Dados coletados:
________________

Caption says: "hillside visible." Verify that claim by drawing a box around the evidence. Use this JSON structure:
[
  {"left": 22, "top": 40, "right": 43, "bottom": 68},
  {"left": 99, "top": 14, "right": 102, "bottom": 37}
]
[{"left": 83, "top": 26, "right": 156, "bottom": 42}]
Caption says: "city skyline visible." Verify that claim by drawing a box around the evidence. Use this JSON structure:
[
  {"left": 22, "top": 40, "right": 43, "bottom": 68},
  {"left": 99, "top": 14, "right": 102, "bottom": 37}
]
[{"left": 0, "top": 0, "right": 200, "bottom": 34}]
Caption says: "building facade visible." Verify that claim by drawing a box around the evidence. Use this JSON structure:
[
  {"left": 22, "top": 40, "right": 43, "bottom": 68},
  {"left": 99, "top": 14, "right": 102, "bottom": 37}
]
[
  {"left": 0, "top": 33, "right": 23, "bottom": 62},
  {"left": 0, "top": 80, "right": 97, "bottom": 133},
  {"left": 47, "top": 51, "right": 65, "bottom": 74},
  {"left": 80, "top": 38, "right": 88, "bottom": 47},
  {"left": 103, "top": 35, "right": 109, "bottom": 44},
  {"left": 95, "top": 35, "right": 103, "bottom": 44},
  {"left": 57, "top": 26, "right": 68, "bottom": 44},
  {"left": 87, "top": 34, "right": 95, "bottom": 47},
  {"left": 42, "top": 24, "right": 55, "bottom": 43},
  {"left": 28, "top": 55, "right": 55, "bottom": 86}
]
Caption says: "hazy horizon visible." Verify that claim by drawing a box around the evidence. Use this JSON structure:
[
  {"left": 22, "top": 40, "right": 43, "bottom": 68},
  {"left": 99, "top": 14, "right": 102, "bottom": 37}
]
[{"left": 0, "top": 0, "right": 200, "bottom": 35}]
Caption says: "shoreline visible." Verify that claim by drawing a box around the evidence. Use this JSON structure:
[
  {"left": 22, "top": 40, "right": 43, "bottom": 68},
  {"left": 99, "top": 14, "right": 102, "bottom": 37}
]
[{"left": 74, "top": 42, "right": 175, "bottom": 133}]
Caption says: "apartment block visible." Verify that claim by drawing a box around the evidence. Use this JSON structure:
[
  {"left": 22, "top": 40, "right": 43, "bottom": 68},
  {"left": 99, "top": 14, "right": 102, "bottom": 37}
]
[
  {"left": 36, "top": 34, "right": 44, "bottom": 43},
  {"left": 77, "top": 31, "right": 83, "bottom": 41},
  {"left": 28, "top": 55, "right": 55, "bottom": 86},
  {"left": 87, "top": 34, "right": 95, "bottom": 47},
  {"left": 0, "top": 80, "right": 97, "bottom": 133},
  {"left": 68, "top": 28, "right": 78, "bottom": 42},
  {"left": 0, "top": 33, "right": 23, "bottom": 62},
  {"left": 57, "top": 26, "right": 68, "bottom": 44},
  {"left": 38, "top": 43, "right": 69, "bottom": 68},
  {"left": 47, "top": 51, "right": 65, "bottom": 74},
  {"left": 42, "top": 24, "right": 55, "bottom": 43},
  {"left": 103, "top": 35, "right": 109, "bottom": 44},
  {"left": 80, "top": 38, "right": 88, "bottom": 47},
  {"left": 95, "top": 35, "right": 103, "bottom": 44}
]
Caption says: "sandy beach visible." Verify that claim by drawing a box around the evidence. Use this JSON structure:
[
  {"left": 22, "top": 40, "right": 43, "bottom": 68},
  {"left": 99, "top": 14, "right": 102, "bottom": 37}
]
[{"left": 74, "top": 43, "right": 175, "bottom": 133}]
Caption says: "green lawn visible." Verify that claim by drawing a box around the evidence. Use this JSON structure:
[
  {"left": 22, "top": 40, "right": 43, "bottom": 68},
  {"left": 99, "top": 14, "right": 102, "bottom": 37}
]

________________

Selecione, nos registros acima, todas as linhas em que ocorre a cadeia "evidence".

### RESPOSTA ESPERADA
Caption says: "hillside visible." Verify that claim by drawing a box around the evidence. Use this JSON structure:
Caption says: "city skyline visible." Verify that claim by drawing a box around the evidence. Use this JSON structure:
Caption says: "building facade visible." Verify that claim by drawing a box around the evidence. Use this JSON structure:
Caption says: "hazy horizon visible." Verify that claim by drawing a box around the evidence. Use this JSON structure:
Caption says: "shoreline visible." Verify that claim by drawing a box around the evidence. Use this JSON structure:
Caption says: "apartment block visible." Verify that claim by drawing a box around the evidence. Use this JSON structure:
Caption says: "sandy beach visible." Verify that claim by drawing a box around the evidence. Use this JSON structure:
Caption says: "green lawn visible." Verify that claim by drawing a box around the evidence. Use this JSON structure:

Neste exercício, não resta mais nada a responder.